## Stated task
Return each line of the rows below that contains the word "above". Letter case matters.

## Information provided
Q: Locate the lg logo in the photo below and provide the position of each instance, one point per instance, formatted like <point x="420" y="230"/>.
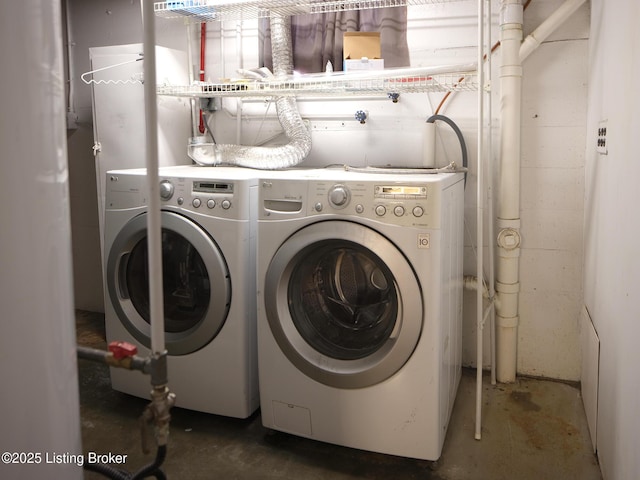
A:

--

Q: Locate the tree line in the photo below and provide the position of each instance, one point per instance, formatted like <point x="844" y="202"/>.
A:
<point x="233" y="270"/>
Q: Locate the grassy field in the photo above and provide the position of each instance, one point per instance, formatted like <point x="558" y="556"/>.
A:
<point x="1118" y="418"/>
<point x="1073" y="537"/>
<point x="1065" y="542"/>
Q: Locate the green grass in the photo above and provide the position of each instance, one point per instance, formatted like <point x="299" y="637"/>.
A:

## Result of the task
Q: Locate the grassy field in the photo above and provide the position of each instance, one point per instance, formatted like <point x="558" y="556"/>.
Q: Locate the green grass in the photo above and provide the position of each instance, one point per instance, formatted like <point x="299" y="637"/>.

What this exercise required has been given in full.